Requirements
Beginning at the line that contains "scooter license plate" and continuing through the end of the material, reproduce those lines with "scooter" swapped for "moped", leaving all else unchanged.

--- Provided entries ---

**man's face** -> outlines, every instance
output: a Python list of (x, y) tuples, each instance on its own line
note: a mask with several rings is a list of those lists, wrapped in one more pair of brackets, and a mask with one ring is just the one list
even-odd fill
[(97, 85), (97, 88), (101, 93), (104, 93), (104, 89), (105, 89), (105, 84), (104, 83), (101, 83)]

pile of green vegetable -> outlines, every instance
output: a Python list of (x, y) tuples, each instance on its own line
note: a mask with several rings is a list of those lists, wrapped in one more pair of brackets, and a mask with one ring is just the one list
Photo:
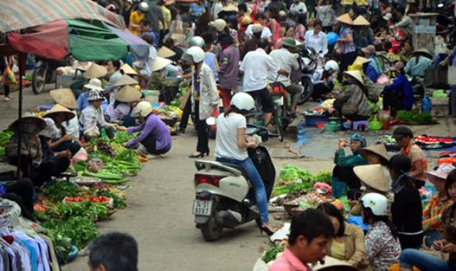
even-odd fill
[(401, 110), (397, 111), (396, 119), (404, 122), (407, 124), (427, 124), (433, 121), (429, 112), (420, 113), (417, 111)]
[(281, 170), (279, 181), (272, 190), (272, 196), (292, 191), (310, 190), (316, 183), (331, 183), (331, 173), (321, 170), (316, 175), (293, 165), (285, 165)]

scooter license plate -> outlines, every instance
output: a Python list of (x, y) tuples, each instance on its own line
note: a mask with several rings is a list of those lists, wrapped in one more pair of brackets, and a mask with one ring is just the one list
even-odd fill
[(194, 215), (209, 216), (211, 212), (212, 200), (195, 200), (193, 201)]

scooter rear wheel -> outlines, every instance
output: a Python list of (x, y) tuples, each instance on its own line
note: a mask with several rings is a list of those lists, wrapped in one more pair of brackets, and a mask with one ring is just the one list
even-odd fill
[(217, 212), (213, 212), (207, 222), (200, 225), (201, 233), (205, 239), (211, 242), (222, 237), (223, 227), (217, 221)]

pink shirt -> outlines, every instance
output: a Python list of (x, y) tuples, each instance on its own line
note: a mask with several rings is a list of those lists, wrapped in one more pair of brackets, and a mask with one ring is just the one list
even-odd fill
[(268, 271), (312, 271), (307, 264), (303, 263), (293, 252), (286, 249), (282, 256), (277, 259), (267, 270)]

---

The answer
moped license plate -> outlines, every instance
output: a Python list of (x, y) tuples, each instance on its own line
note: a mask with several rings is a list of those lists, wrapped in one more pair of brackets, and a mask with one ring is just the one list
even-odd fill
[(194, 215), (209, 216), (211, 212), (212, 200), (195, 200), (193, 201)]

moped rear wheel -> outlines, every instance
output: a Python list of (x, y) tuples, each instance on its own line
note: a mask with several rings is a list of those lists, wrapped in one more pair of brackets, and a mask with one ring is just the one list
even-odd fill
[(217, 212), (213, 212), (207, 222), (200, 225), (201, 233), (205, 239), (211, 242), (222, 237), (223, 227), (217, 221)]

pink shirt -> outlines, every instance
output: a Python list of (x, y) tuples, each instance on its own line
note: a mask with several rings is a list of those lists, wrapped in one more pair of brackets, and a mask with one ring is just the one list
even-odd fill
[(268, 271), (312, 271), (307, 264), (303, 263), (293, 252), (286, 249), (282, 256), (277, 259), (267, 270)]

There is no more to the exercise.